*PROBLEM TO SOLVE*
Reproduce verbatim the rows below, from the line holding "Place one keypoint on each instance of the red flower" through the last line of the rows, both ends included.

*AVAILABLE RECORDS*
• • • • • • •

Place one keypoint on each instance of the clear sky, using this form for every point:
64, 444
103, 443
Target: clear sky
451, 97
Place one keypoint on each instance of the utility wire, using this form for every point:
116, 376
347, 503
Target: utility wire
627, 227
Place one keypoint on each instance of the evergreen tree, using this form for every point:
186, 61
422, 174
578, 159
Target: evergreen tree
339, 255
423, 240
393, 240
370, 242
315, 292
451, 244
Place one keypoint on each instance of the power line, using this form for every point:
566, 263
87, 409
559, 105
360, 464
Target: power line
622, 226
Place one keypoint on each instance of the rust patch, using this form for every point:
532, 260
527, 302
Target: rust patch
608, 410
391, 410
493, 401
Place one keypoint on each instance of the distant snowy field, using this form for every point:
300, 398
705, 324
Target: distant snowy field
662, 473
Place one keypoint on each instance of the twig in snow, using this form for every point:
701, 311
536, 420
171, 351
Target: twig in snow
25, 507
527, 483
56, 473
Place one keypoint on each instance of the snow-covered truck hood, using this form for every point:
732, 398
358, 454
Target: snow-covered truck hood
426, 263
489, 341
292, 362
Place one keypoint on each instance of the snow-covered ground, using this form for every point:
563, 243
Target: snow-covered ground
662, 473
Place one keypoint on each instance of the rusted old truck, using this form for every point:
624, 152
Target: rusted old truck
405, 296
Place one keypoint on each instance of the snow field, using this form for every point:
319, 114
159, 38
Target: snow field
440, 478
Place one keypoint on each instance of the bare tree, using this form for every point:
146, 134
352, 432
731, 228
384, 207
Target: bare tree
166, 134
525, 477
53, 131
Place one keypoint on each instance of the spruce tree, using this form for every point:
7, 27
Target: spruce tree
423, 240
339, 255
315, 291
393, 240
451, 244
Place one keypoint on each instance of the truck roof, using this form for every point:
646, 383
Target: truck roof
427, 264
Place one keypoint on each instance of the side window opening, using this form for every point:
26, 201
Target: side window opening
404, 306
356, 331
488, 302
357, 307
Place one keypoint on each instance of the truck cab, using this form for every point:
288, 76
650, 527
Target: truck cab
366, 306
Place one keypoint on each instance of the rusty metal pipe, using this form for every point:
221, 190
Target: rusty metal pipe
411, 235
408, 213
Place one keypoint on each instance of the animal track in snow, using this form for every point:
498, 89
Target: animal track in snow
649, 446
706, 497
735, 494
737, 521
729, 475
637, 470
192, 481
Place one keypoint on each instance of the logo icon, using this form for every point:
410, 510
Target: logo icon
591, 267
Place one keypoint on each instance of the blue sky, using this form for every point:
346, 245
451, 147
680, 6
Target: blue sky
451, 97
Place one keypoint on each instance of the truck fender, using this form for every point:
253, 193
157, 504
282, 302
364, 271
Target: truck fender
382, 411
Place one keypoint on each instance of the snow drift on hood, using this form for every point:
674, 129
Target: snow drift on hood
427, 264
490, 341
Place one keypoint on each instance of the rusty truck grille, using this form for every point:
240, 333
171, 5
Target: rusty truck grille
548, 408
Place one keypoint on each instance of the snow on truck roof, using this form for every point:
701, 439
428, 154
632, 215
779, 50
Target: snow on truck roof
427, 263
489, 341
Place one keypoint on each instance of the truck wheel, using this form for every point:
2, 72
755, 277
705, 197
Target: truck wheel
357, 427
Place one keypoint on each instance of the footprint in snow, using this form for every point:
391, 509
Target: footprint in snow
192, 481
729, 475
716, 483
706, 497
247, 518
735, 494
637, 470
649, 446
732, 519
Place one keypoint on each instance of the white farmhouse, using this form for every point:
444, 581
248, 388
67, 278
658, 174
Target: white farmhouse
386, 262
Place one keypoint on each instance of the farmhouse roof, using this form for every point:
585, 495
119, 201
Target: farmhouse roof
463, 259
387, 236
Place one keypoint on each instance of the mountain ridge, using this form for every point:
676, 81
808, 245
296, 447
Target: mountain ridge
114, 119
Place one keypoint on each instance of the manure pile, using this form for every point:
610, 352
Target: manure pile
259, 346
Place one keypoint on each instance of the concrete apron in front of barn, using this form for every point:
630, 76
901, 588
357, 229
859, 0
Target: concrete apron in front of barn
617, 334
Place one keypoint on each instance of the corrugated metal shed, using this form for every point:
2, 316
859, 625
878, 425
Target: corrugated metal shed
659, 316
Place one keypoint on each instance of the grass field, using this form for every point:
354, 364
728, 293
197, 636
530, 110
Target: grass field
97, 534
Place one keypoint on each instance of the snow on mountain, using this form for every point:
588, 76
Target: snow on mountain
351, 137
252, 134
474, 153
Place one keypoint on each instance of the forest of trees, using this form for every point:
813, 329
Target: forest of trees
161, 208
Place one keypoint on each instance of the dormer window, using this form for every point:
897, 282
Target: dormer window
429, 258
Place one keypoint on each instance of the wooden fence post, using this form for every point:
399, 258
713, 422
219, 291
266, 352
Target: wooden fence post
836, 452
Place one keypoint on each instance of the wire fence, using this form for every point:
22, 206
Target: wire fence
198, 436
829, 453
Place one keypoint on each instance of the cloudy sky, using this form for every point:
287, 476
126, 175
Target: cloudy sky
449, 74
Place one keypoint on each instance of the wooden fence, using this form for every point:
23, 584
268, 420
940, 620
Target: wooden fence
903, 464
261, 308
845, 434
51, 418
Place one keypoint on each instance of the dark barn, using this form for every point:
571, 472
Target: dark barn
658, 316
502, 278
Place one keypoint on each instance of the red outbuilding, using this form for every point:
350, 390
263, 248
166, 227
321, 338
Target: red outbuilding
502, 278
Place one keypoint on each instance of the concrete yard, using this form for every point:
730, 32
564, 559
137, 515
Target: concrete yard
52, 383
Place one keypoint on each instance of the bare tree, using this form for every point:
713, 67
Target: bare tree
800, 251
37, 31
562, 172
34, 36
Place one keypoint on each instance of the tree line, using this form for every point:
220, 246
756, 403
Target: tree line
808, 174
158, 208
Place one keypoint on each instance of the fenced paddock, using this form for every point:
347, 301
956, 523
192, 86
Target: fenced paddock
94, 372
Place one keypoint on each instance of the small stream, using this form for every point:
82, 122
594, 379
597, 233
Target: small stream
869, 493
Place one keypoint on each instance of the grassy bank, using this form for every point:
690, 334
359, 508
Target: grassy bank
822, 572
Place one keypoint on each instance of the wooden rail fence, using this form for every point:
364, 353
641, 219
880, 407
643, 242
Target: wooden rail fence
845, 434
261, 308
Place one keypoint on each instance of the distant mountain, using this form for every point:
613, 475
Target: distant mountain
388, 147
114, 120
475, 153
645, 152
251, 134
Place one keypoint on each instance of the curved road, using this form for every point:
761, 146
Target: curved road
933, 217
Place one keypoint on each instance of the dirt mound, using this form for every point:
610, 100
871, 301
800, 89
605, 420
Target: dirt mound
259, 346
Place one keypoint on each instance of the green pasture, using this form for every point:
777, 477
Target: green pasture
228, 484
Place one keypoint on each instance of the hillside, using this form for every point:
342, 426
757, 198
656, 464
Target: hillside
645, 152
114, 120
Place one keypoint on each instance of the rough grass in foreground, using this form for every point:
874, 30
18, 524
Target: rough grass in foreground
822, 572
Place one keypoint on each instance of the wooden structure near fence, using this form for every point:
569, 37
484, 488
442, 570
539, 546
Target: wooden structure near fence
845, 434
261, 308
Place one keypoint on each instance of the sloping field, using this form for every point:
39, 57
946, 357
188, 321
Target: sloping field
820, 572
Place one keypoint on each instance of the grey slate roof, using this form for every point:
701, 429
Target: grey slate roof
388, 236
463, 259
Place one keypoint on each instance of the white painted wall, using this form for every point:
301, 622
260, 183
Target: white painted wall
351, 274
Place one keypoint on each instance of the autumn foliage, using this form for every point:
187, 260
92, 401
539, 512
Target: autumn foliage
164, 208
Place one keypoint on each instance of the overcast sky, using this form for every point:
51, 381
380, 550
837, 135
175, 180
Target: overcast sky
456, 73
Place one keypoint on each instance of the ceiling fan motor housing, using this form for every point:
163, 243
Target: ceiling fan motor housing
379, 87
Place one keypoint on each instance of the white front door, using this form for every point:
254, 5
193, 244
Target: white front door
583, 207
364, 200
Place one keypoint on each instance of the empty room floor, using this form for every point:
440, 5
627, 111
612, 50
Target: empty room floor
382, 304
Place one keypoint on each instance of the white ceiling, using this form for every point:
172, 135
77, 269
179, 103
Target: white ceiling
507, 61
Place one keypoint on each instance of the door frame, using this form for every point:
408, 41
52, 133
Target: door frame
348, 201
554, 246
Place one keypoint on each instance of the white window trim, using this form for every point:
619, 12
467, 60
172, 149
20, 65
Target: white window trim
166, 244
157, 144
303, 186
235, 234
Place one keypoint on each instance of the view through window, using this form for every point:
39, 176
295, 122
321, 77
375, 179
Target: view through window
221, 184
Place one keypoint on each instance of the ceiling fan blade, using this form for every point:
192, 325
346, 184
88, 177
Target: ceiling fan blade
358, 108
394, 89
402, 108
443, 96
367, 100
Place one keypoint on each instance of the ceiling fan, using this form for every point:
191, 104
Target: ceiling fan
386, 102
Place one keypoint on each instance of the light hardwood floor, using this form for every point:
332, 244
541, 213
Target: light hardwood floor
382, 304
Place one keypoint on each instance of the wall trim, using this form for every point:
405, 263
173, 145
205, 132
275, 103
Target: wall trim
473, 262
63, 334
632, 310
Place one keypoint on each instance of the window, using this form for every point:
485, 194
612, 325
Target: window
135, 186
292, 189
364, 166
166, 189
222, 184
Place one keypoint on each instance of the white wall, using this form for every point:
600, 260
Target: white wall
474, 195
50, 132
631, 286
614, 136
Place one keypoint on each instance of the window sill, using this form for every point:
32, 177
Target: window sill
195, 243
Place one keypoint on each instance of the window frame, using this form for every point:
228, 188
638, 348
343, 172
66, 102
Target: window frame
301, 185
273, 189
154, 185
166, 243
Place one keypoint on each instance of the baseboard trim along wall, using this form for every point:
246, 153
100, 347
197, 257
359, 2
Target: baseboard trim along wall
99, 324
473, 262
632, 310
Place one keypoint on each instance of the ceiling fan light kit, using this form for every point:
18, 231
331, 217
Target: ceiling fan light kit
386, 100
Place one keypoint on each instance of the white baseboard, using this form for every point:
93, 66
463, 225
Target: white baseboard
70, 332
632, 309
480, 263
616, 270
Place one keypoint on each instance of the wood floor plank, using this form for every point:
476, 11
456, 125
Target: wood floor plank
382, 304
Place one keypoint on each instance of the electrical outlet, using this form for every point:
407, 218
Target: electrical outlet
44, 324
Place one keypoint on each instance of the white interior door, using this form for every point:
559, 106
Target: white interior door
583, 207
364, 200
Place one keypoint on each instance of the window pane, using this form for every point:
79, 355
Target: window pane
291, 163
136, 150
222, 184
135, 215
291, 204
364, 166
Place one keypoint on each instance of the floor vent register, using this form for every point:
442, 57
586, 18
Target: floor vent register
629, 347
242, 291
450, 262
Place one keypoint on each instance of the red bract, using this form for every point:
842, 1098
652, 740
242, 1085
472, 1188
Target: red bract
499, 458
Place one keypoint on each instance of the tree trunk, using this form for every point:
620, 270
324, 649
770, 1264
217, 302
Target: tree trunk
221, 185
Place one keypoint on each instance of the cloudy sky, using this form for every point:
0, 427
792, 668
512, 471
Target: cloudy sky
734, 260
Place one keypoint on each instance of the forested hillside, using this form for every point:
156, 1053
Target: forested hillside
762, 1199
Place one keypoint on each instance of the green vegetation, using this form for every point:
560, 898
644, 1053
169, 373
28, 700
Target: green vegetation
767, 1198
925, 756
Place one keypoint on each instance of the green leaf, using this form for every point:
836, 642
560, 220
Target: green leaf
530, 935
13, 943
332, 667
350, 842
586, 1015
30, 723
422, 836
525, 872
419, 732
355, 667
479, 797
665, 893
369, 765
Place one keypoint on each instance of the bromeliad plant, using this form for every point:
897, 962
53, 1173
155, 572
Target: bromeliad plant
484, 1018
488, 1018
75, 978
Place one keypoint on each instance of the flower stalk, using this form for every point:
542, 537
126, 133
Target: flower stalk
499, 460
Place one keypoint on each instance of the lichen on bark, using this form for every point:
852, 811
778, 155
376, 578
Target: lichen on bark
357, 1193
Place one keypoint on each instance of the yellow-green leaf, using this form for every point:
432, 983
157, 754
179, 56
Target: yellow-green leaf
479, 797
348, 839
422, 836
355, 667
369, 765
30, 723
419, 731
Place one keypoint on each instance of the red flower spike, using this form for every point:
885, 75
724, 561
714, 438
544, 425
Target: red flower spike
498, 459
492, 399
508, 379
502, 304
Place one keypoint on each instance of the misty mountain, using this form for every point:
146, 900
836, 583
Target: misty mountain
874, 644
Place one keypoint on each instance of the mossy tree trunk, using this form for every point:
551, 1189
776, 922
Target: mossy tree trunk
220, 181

• • • • • • •

*RESPONSE*
Place one keypoint on each instance of the red flower spike, using this form for every point:
885, 75
724, 561
714, 438
544, 425
Target: red flower spike
498, 459
492, 399
508, 379
502, 304
Place one keypoint on each instance of the misty mountain, using this form for every point:
146, 900
836, 583
Target: misty mountain
874, 644
Place one keypoint on each instance of the mossy tree trunk, using this form for every point:
551, 1189
776, 922
Target: mossy tree trunk
220, 181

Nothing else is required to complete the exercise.